▸ **PROBLEMS TO SOLVE**
1 > Set down the passage of the uterine artery embolization abstract starting with "Obstetric hemorrhage, Postpartum" and going on through "of future pregnancies.", word for word.
2 > In the uterine artery embolization abstract, how many patients made up the study's sample?
3 > Carry on the uterine artery embolization abstract from where it stops.
[SOURCE TEXT — start]
An analysis of the efficacy of uterine artery embolization in obstetrical hemorrhage


  • Ritika Srivastava Department of Obstetrics and Gynecology, Bhagwan Mahaveer Jain Hospital, Bengaluru, Karnataka, India
  • P. K. Mehta Department of Maternal-Fetal Medicine, Bhagwan Mahaveer Jain Hospital, Bengaluru, Karnataka, India
  • Indusekhar Department of Interventional Radiology, Bhagwan Mahaveer Jain Hospital, Bengaluru, Karnataka, India



Obstetric hemorrhage, Postpartum hemorrhage, Postabortal hemorrhage, Uterine artery embolization


Background: Obstetrical hemorrhage is the single most important cause of maternal morbidity and mortality. The study is conducted at a tertiary-care hospital to assess the efficacy of uterine artery embolization as a treatment for obstetrical uterine hemorrhage. It examines various aspects such as the outcome of the procedure, need of blood and blood products, need of secondary procedures post intervention and the possibility of future pregnancies.

Methods: It was a retrospective observational study conducted with sample size of 20 patients with obstetrical hemorrhage at the Department of Obstetrics and Gynecology of Bhagwan Mahaveer Jain Hospital, Bengaluru in India between January 2011 to July 2019.
[SOURCE TEXT — finish]
[DATA TO EXAMINE — start]
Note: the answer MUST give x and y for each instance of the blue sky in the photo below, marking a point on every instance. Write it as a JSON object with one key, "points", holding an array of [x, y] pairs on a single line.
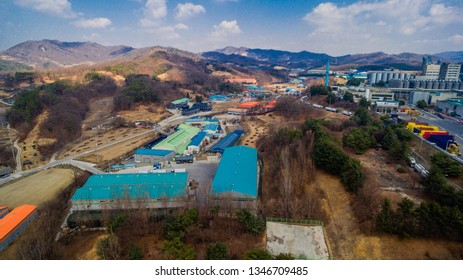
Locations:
{"points": [[333, 27]]}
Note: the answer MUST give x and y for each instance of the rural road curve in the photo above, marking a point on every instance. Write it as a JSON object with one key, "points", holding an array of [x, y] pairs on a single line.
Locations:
{"points": [[89, 167]]}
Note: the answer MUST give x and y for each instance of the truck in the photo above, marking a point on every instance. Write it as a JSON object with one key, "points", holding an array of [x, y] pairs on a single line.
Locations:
{"points": [[331, 109], [427, 134], [446, 143], [422, 129], [412, 125]]}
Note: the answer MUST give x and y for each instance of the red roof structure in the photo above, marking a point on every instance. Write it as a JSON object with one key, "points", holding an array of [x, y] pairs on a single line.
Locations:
{"points": [[13, 220]]}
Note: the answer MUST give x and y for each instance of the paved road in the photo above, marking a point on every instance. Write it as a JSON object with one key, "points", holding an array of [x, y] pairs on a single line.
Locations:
{"points": [[176, 118], [18, 156]]}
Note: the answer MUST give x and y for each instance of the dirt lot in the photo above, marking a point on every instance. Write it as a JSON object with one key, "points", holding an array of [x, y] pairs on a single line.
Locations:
{"points": [[37, 188], [255, 129], [98, 138], [114, 153], [223, 106], [347, 242], [151, 113], [100, 110], [30, 144], [393, 184]]}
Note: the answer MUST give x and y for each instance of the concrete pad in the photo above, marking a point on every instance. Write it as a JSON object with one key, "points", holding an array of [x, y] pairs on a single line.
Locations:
{"points": [[302, 241]]}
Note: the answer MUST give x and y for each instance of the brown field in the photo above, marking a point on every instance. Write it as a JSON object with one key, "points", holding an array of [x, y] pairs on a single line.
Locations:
{"points": [[29, 146], [151, 113], [349, 243], [97, 139], [255, 129], [114, 153], [223, 106], [36, 189], [100, 110]]}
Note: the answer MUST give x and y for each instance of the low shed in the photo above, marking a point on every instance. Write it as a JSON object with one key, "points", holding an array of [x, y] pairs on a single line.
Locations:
{"points": [[150, 156], [236, 180]]}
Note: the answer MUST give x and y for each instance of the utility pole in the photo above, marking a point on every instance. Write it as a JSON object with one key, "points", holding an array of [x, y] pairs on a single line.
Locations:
{"points": [[12, 146], [327, 73]]}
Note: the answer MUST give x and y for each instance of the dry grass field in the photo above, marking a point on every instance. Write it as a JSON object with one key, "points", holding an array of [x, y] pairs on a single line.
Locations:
{"points": [[349, 243], [36, 189], [151, 113], [29, 146], [114, 153]]}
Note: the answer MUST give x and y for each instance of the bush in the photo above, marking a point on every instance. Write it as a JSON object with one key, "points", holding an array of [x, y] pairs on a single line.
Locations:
{"points": [[283, 256], [179, 250], [257, 254], [318, 90], [362, 116], [254, 224], [447, 165], [329, 156], [216, 251], [359, 139], [135, 253], [352, 175]]}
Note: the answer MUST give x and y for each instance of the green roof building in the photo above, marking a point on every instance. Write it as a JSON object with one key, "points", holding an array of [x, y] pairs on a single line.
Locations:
{"points": [[179, 140], [128, 191], [236, 179]]}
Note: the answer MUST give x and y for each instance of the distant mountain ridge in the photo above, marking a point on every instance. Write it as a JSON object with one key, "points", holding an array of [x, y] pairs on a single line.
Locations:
{"points": [[307, 59], [56, 54], [47, 54]]}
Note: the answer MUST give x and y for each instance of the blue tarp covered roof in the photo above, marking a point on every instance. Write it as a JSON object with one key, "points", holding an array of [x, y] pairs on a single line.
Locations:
{"points": [[210, 126], [152, 152], [117, 186], [237, 172], [197, 139], [227, 141]]}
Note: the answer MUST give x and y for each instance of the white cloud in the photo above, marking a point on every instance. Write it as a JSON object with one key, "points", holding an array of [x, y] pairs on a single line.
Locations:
{"points": [[224, 30], [166, 32], [61, 8], [93, 23], [187, 10], [378, 25], [181, 26], [153, 13], [457, 38], [91, 37]]}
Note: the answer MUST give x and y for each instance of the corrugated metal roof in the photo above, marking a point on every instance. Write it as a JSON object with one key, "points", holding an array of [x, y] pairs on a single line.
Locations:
{"points": [[178, 141], [249, 105], [152, 152], [237, 172], [210, 126], [197, 139], [14, 218], [118, 186], [180, 101]]}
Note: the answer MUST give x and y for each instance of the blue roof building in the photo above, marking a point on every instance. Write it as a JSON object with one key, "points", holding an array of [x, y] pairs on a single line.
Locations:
{"points": [[237, 176], [211, 128], [116, 191], [151, 156], [227, 141], [218, 97]]}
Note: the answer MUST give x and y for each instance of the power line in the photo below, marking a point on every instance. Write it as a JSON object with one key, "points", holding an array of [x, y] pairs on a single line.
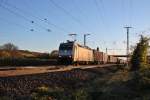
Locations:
{"points": [[37, 17], [10, 22]]}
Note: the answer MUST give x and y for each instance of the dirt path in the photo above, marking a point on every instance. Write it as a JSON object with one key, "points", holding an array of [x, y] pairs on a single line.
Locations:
{"points": [[15, 71]]}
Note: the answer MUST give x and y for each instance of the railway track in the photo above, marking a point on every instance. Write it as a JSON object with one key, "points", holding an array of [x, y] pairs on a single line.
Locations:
{"points": [[17, 71]]}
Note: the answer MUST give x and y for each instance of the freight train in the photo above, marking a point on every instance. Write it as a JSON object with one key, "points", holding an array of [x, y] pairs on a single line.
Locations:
{"points": [[74, 53]]}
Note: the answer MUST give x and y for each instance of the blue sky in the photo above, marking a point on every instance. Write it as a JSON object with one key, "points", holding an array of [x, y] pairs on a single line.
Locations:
{"points": [[103, 19]]}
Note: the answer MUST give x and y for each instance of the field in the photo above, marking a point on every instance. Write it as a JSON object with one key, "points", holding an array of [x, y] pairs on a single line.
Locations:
{"points": [[100, 83]]}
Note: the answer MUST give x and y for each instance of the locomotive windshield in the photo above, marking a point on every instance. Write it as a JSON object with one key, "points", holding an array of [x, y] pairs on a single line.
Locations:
{"points": [[66, 46], [65, 49]]}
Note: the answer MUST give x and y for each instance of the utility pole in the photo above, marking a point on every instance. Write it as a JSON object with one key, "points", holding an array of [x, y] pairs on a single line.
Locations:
{"points": [[85, 38], [127, 44], [73, 36]]}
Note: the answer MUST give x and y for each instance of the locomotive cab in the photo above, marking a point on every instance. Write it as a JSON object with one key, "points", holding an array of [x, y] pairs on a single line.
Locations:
{"points": [[65, 52]]}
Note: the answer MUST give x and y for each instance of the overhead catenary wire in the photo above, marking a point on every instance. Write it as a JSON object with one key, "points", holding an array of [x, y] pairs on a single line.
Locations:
{"points": [[13, 23], [45, 20]]}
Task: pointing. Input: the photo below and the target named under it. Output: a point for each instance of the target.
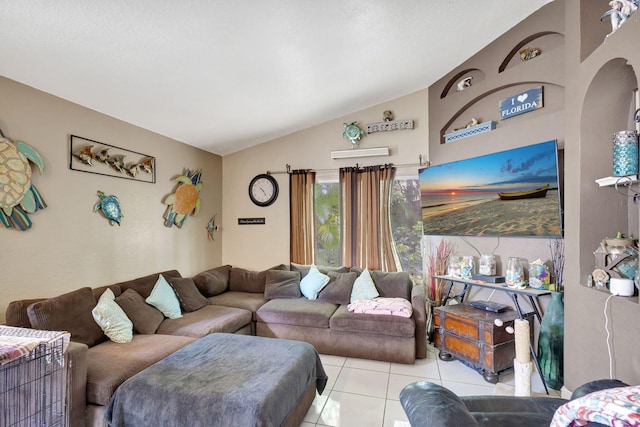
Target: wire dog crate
(32, 386)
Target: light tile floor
(365, 393)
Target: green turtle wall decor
(19, 197)
(110, 208)
(185, 199)
(352, 132)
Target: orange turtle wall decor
(185, 200)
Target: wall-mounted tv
(509, 193)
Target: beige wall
(69, 245)
(261, 246)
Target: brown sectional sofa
(237, 301)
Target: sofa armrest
(76, 392)
(596, 385)
(420, 317)
(429, 404)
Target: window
(327, 220)
(406, 225)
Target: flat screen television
(509, 193)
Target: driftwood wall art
(87, 155)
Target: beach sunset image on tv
(510, 193)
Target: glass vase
(551, 342)
(625, 153)
(514, 275)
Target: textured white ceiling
(227, 75)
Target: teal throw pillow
(363, 287)
(164, 299)
(112, 319)
(313, 282)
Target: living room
(70, 246)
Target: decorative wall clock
(263, 190)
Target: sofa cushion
(251, 301)
(213, 282)
(208, 320)
(146, 318)
(111, 318)
(381, 324)
(17, 315)
(109, 364)
(300, 312)
(242, 280)
(144, 285)
(188, 294)
(338, 290)
(97, 292)
(304, 269)
(69, 312)
(164, 299)
(313, 282)
(363, 287)
(395, 284)
(282, 284)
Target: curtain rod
(420, 164)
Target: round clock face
(263, 190)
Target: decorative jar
(539, 276)
(453, 267)
(467, 267)
(514, 276)
(625, 153)
(487, 265)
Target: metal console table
(530, 293)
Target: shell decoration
(211, 227)
(110, 208)
(18, 196)
(185, 200)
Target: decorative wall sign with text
(91, 156)
(251, 221)
(521, 103)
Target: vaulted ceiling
(227, 75)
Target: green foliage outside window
(406, 223)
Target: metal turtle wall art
(110, 208)
(185, 200)
(18, 196)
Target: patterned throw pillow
(363, 287)
(164, 299)
(313, 282)
(111, 319)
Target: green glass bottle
(551, 342)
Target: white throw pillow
(112, 319)
(363, 287)
(313, 282)
(164, 299)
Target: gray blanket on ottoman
(220, 380)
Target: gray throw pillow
(145, 318)
(338, 290)
(282, 284)
(396, 284)
(214, 281)
(188, 294)
(304, 269)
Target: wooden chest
(472, 336)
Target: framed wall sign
(521, 103)
(87, 155)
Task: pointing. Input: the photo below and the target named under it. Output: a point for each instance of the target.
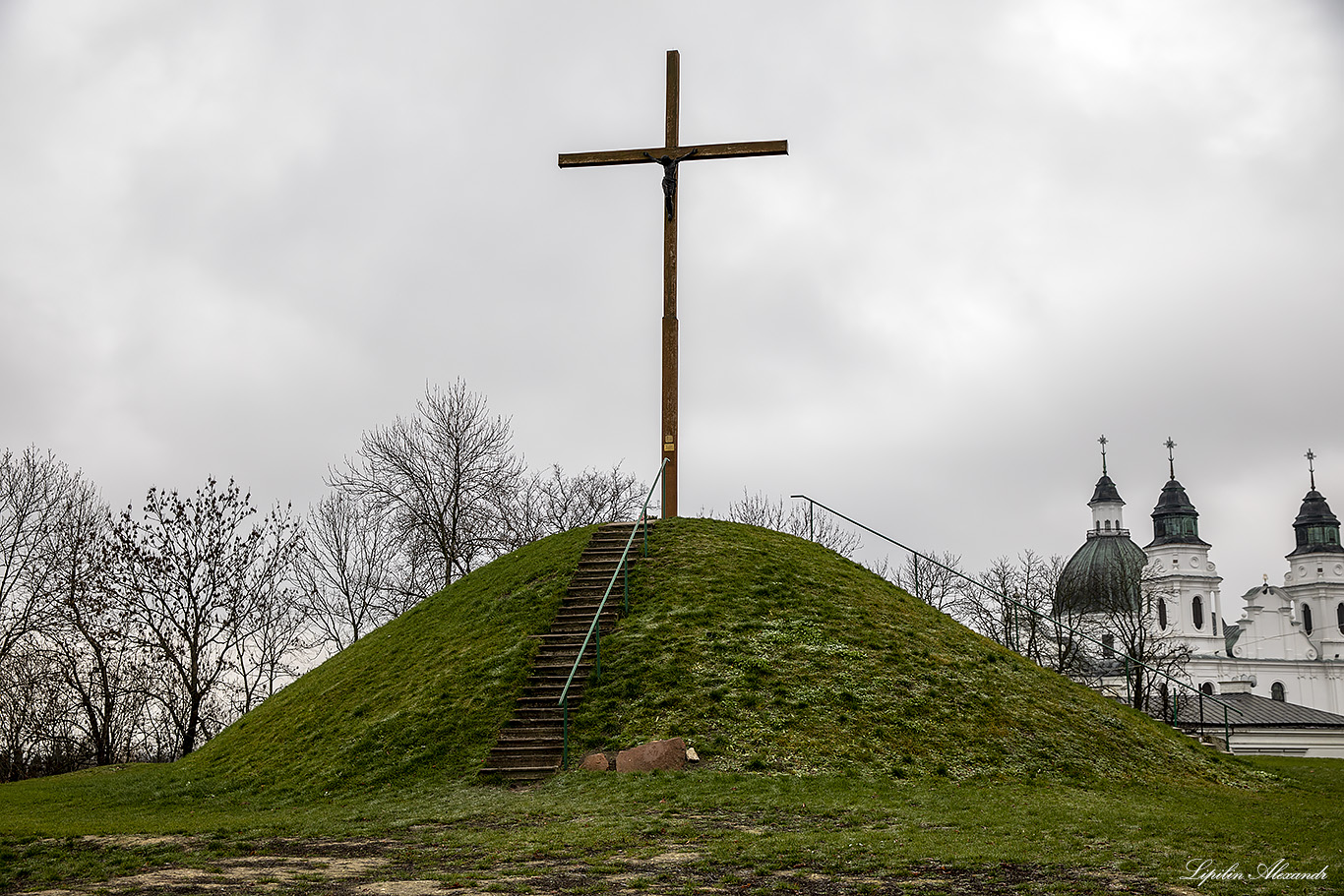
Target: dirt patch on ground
(413, 868)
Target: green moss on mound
(426, 693)
(766, 652)
(770, 653)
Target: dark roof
(1102, 576)
(1314, 512)
(1105, 491)
(1256, 712)
(1171, 504)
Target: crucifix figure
(669, 154)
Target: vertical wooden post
(669, 323)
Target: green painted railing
(594, 632)
(1057, 624)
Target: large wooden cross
(669, 154)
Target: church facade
(1282, 643)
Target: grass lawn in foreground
(684, 832)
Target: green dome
(1102, 576)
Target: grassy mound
(766, 652)
(426, 693)
(770, 653)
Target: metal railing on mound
(1058, 625)
(594, 632)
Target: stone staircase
(531, 743)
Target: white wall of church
(1318, 686)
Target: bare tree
(757, 509)
(88, 635)
(1137, 635)
(935, 577)
(191, 575)
(33, 496)
(551, 503)
(32, 705)
(348, 571)
(1013, 608)
(444, 480)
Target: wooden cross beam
(671, 154)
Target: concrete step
(531, 743)
(521, 774)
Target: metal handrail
(594, 631)
(1038, 613)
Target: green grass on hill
(426, 693)
(767, 652)
(903, 752)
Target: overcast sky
(234, 235)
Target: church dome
(1175, 517)
(1315, 528)
(1102, 576)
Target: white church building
(1276, 653)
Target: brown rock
(597, 762)
(667, 755)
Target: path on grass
(414, 868)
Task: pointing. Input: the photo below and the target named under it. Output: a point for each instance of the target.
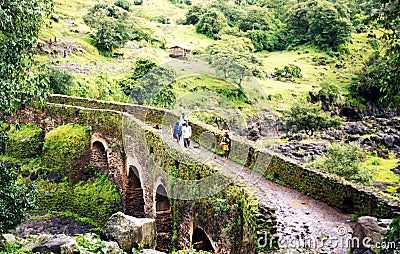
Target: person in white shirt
(186, 133)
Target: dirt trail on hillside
(302, 220)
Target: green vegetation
(24, 141)
(310, 118)
(16, 199)
(344, 160)
(63, 146)
(96, 199)
(21, 81)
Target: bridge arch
(134, 204)
(99, 153)
(202, 241)
(163, 219)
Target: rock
(54, 177)
(112, 248)
(130, 232)
(368, 226)
(61, 244)
(7, 238)
(388, 141)
(147, 251)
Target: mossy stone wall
(25, 141)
[DATA TO EXAMINE — finish]
▸ **EXERCISE RESPONSES**
1 >
Obstetric hemorrhage, Postpartum hemorrhage, Postabortal hemorrhage, Uterine artery embolization


Background: Obstetrical hemorrhage is the single most important cause of maternal morbidity and mortality. The study is conducted at a tertiary-care hospital to assess the efficacy of uterine artery embolization as a treatment for obstetrical uterine hemorrhage. It examines various aspects such as the outcome of the procedure, need of blood and blood products, need of secondary procedures post intervention and the possibility of future pregnancies.

2 > 20 patients with obstetrical hemorrhage.

3 >
Results: Records of 20 patients with obstetrical hemorrhage were assessed. The study indicates that 11 patients experienced postpartum hemorrhage (PPH), 5 postabortal bleeding & 4 bleeding due to scar ectopic. Out of 20 patients, hemodynamic stability was achieved in 17 cases (85%), hysterectomy was needed in 2 cases (10%) and 1 (5%) patient died after the procedure. Of total 20 cases, 18 (90%) required secondary procedures post-intervention like dilatation and evacuation 6 cases (33.3% of total cases), vaginal suturing and packing 10 cases (55.5% of total cases) and supportive measures like PPH and Disseminated intravascular coagulation (DIC) management in 2 cases (11.1% of total cases). Blood transfusion was given in 15 cases (75%) after the procedure. Future pregnancy was attained in 8 cases (47%) after considering the history of the patients, loss of follow-up, possibility of complications, family planning and hysterectomy performed.

Conclusions: Uterine artery embolization is a very effective method to control obstetric hemorrhage with high success and low complication rate and hysterectomy can be avoided to preserve fertility.